=== WORKING DATA ===

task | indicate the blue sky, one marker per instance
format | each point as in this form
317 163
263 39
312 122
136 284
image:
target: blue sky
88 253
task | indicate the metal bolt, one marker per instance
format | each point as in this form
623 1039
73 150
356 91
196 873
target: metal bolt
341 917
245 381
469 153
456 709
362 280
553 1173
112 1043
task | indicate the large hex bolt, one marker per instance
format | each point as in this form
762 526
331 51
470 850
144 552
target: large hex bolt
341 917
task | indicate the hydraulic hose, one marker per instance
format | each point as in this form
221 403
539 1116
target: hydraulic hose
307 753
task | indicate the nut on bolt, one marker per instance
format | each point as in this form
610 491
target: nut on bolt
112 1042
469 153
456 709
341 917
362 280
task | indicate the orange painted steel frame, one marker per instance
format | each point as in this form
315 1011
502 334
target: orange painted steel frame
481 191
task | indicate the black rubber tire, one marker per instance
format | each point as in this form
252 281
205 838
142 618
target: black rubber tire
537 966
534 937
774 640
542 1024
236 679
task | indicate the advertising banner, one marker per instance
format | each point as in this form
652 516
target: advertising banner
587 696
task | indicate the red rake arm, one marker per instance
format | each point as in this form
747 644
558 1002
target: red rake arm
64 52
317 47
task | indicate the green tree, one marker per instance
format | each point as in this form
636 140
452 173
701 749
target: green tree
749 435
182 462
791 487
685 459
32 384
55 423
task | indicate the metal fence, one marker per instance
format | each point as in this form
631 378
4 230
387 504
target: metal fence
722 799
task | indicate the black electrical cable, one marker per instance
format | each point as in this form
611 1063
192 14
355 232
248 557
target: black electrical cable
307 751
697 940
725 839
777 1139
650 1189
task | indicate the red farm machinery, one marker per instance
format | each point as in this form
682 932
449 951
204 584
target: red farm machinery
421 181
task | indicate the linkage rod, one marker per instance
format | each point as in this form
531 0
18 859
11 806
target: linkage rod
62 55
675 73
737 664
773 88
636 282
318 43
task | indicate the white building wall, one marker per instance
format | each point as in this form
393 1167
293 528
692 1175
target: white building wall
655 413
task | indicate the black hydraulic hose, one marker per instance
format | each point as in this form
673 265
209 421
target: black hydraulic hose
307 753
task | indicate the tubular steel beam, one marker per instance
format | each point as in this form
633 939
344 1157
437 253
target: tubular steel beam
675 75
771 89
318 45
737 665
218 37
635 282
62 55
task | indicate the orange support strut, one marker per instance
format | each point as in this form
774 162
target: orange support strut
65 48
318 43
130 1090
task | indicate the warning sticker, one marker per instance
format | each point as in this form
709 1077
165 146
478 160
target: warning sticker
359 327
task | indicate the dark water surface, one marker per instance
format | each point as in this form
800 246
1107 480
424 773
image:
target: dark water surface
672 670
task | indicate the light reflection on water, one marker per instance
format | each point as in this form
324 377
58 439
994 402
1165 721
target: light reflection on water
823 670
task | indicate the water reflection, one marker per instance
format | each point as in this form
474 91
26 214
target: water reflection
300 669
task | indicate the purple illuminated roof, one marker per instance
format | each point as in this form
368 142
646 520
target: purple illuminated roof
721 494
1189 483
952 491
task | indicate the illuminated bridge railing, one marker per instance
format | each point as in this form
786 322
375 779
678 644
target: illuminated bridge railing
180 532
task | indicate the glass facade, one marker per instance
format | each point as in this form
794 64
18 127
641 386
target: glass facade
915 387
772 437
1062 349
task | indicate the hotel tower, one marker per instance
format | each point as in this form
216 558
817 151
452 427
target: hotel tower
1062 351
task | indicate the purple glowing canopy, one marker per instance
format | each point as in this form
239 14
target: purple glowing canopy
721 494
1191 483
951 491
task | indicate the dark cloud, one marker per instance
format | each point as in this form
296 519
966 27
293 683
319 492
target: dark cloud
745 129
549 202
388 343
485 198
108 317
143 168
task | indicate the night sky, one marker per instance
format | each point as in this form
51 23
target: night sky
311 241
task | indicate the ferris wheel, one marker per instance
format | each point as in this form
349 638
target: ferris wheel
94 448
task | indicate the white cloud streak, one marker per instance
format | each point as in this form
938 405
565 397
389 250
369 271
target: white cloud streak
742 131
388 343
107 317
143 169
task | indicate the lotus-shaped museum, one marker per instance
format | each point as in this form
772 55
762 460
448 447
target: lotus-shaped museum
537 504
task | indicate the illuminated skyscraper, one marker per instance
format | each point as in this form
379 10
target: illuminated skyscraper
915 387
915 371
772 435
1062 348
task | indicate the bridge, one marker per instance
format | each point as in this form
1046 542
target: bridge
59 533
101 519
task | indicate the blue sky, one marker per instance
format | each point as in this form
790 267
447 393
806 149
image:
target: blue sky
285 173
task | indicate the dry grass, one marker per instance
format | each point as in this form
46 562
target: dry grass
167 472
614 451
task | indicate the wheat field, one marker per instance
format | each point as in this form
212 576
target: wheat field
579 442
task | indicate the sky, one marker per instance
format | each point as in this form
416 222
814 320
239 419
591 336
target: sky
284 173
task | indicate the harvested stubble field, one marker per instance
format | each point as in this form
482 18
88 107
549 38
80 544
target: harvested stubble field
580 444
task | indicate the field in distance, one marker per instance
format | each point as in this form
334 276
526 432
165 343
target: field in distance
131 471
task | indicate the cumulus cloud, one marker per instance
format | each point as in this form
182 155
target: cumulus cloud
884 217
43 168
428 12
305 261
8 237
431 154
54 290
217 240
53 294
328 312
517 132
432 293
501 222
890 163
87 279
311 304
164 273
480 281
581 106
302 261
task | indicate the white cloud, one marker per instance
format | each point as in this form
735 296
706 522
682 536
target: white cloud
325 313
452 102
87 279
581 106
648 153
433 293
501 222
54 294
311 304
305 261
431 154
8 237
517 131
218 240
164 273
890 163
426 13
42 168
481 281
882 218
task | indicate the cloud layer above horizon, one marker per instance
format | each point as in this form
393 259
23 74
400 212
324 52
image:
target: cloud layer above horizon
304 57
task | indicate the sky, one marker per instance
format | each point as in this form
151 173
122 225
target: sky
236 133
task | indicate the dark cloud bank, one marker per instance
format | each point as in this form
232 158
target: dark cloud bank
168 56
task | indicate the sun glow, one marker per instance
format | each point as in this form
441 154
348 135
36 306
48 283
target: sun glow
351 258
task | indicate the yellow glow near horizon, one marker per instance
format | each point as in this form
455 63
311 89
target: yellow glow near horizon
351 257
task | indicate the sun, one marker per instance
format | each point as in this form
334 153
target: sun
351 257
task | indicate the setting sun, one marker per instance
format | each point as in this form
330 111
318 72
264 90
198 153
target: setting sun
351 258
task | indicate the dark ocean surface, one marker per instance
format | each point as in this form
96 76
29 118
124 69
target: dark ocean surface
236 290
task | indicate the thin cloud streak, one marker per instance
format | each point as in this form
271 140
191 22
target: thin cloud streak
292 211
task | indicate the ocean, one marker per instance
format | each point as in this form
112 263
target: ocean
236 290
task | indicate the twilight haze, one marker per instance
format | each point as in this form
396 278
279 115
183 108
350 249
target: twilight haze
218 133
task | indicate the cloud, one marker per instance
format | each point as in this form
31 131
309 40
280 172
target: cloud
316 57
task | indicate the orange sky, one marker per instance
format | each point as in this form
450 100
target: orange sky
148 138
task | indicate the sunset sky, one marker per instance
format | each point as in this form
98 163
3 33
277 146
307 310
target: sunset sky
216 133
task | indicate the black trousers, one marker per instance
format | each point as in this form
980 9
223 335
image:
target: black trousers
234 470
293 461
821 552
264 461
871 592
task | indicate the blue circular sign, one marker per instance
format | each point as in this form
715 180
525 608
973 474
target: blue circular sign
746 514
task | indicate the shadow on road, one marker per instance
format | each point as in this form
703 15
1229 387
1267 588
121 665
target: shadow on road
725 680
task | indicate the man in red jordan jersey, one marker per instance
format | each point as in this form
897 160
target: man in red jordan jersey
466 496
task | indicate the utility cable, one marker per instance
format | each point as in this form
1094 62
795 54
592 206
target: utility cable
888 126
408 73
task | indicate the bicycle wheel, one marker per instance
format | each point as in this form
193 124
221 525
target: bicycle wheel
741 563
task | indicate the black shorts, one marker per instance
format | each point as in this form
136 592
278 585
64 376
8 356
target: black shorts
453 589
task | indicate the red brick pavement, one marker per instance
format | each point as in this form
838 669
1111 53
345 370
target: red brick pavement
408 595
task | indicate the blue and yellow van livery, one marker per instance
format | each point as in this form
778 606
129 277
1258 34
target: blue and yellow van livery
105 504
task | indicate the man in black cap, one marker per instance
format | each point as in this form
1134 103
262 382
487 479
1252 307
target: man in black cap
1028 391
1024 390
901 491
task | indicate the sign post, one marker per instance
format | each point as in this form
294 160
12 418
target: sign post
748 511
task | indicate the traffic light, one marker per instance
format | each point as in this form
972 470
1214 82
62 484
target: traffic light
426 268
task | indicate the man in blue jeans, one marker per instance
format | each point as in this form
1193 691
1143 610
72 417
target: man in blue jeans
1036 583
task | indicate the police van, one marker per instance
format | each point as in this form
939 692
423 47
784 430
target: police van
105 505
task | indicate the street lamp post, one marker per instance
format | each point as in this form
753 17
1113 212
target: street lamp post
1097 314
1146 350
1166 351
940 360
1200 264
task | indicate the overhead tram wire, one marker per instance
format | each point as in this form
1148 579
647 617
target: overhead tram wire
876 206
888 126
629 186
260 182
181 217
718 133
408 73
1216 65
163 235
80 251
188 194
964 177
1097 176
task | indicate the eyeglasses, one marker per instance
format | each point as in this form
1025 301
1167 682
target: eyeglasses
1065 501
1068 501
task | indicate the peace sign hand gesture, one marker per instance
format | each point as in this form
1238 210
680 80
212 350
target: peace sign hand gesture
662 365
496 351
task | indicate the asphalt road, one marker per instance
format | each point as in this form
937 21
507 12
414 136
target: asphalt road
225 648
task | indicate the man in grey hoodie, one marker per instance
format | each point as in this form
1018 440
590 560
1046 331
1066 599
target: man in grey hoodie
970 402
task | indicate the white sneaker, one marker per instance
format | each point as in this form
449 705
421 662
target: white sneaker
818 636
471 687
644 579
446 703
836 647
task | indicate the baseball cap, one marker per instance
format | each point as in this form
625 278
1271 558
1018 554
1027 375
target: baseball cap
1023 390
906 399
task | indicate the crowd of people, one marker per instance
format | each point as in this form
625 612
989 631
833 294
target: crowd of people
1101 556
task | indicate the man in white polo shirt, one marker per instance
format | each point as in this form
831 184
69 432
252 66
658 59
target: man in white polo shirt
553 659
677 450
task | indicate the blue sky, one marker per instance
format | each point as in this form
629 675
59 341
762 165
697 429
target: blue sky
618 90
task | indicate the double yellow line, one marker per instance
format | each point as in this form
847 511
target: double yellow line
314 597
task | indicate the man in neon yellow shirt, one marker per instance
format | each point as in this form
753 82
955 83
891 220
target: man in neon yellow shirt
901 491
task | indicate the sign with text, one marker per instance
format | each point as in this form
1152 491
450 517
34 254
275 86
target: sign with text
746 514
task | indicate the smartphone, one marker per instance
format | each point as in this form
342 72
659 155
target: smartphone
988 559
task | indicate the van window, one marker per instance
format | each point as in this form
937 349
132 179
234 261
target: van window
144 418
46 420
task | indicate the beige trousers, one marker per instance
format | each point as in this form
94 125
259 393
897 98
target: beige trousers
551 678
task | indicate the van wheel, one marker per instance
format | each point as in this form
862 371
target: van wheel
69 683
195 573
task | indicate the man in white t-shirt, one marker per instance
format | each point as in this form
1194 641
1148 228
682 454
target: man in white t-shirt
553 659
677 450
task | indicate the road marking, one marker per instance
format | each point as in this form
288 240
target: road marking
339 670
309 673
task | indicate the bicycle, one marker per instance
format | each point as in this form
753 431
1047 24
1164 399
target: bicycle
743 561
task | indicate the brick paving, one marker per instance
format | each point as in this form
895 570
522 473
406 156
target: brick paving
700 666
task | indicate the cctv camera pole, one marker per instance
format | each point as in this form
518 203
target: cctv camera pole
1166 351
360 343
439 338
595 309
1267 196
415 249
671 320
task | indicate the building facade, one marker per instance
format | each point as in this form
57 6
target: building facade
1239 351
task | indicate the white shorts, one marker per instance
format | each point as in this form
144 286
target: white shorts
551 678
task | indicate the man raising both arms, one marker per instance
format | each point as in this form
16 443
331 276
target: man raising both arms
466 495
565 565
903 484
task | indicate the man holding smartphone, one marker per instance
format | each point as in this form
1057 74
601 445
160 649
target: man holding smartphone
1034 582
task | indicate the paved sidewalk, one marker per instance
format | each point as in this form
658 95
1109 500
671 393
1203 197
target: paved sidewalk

===

### AIM
Set down only these lines, exactly: the line containing "task | indicate the van wheel, one" and each line after it, through the end of the listing.

### COMPLETED EXERCISE
task | indicate the van wheel, one marker per instance
format | each point as in this form
862 371
target: van wheel
69 683
195 573
task | indicate the man in white t-shirt, one marker per instance
format | each point as in this form
1194 641
1148 228
682 454
target: man in white t-shirt
553 659
677 450
task | indicate the road marking, one marker per instance
format | each point as in this form
288 240
target: road marking
339 670
309 673
task | indicate the bicycle, one marker per instance
format | each point as in this form
753 431
1047 24
1164 399
target: bicycle
743 561
task | indicate the brick paving, one marker per instance
format | each point as in this form
895 570
522 473
406 156
target: brick paving
700 666
task | indicate the cctv camera pole, one marker per instance
format | each point as in this form
518 203
target: cctv camera pole
1166 351
360 343
439 338
595 309
1267 196
415 249
671 320
task | indicate the building facade, one marker per instance
format | each point as in this form
57 6
target: building facade
1239 351
task | indicate the white shorts, one marker per instance
format | each point as in this form
144 286
target: white shorts
551 678
task | indicate the man raising both arms, one marker per instance
format | each point as in this form
16 443
331 276
target: man raising both arms
466 495
565 565
903 484
task | indicate the man holding smartphone, one marker per instance
format | each point as in this form
1057 74
601 445
160 649
target: man holding smartphone
1034 582
task | indicate the paved sidewalk, one marker per instance
format | each point as in this form
658 95
1109 500
671 393
1203 197
target: paved sidewalk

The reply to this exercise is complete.